## Exercise brief
Repeat the data that follows, keeping every character intact.

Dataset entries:
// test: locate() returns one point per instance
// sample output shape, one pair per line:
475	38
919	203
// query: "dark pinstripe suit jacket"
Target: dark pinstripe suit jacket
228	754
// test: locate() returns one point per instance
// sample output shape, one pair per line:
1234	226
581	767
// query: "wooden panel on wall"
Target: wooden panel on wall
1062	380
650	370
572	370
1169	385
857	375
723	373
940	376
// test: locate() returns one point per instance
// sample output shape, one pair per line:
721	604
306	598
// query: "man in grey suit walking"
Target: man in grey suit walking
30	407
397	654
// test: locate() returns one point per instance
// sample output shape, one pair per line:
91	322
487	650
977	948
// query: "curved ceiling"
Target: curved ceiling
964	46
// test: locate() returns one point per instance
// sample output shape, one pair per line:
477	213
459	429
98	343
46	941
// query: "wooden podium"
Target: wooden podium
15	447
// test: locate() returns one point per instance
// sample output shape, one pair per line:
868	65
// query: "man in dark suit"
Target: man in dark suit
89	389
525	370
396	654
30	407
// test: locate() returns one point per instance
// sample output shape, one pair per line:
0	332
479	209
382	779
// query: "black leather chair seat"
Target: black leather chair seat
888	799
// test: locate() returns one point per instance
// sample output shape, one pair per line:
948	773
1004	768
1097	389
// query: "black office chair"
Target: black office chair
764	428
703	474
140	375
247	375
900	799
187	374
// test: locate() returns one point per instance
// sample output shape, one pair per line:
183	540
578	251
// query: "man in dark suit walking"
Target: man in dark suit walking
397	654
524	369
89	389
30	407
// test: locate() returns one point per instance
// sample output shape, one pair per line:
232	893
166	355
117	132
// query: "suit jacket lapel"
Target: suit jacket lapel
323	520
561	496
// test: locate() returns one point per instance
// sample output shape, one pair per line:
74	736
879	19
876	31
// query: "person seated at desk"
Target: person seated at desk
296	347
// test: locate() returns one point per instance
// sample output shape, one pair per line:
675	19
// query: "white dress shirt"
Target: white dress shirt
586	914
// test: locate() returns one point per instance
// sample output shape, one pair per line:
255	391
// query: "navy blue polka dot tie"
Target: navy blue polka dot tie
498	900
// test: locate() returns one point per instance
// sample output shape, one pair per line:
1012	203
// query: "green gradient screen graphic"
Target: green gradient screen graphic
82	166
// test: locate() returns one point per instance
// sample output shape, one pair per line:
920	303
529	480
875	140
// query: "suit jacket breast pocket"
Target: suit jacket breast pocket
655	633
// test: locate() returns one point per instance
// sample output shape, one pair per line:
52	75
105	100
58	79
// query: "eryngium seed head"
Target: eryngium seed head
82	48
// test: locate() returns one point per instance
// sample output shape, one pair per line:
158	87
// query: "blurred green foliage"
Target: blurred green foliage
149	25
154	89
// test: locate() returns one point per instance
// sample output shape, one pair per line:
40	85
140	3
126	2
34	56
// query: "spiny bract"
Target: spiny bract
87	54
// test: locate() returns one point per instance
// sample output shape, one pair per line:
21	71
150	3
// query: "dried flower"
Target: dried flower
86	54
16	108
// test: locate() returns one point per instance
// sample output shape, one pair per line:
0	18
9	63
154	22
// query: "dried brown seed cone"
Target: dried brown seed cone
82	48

## Written response
// test: locate() returns one point per instance
// sample output shape, one pair per line:
475	38
919	203
// query: "dark pinstripe suit jacket"
Target: dark pinstripe suit jacket
228	754
// test: locate() returns one point per instance
// sample output shape, one pair per line:
1234	226
581	767
// query: "wooden panel on wall"
Target: wooden panel on wall
1062	380
650	370
572	370
1169	385
857	375
723	373
940	376
// test: locate() returns one point per instance
// sample output shape, one pair per line:
721	604
306	598
// query: "man in grey suit walking"
Target: man in grey suit walking
30	407
397	654
// test: locate() returns one point per instance
// sample output shape, one pair per line:
91	322
487	650
977	948
// query: "curved ceiling"
Target: curved ceiling
964	46
// test: locate() returns one point per instance
// sample output shape, one pair per line:
477	213
459	429
98	343
46	941
// query: "wooden podium"
Target: wooden podium
15	447
// test: locate() returns one point per instance
// sample output shape, one pair per line:
868	65
// query: "man in dark suit"
Target: man in dark suit
89	389
525	370
396	654
30	407
// test: locate() returns one point per instance
// sample output shape, one pair per line:
0	332
479	209
382	779
// query: "black leather chair seat"
Target: black leather chair seat
888	799
// test: locate() returns one point per instance
// sample output shape, one pair per line:
948	773
1004	768
1097	389
// query: "black office chair"
Target: black office chair
764	428
703	474
140	375
247	375
900	799
187	374
// test: locate() returns one point per instance
// sample output shape, one pair per line:
183	540
578	251
// query: "man in dark suit walking"
Target: man in dark suit walking
397	654
524	369
89	389
30	407
// test: locate() returns one point per instance
// sample output shape, one pair per line:
232	893
166	355
117	132
// query: "suit jacket lapel"
Target: suit jacket lapel
323	520
561	496
// test: locate() returns one point per instance
// sample output shape, one pair per line:
74	736
879	19
876	31
// query: "person seated at desk"
Target: person seated at desk
296	347
// test: locate() returns one point per instance
// sample output shape, one pair per line:
675	19
// query: "white dress shirt"
Target: white dress shirt
586	914
// test: locate() returns one point per instance
// sample output shape, one pair per line:
255	391
// query: "navy blue polka dot tie"
Target: navy blue polka dot tie
498	900
// test: locate() returns one point per instance
// sample output shape, one pair per line:
1012	203
// query: "green gradient screen graphic"
Target: green gradient screen graphic
82	166
// test: locate() returns one point per instance
// sample output shape, one pair per line:
920	303
529	480
875	140
// query: "suit jacket breast pocket"
Target: suit jacket breast pocket
655	633
// test: locate() returns one point per instance
// sample output shape, one pair per line:
52	75
105	100
58	79
// query: "eryngium seed head"
Target: eryngium seed head
82	48
// test: locate() returns one point per instance
// sample output shape, one pair per line:
158	87
// query: "blurred green foliage"
Target: blurred green foliage
149	25
154	89
// test: locate() returns one point per instance
// sample output shape, one pair per line:
40	85
140	3
126	2
34	56
// query: "spiny bract"
Target: spiny bract
87	54
// test: locate() returns one point per instance
// sample output shape, one pair per line:
21	71
150	3
// query: "dried flower"
Target: dried flower
86	54
16	108
// test: locate() returns one point per instance
// sample output shape, one pair per line:
0	18
9	63
154	22
// query: "dried brown seed cone"
Target: dried brown seed cone
82	48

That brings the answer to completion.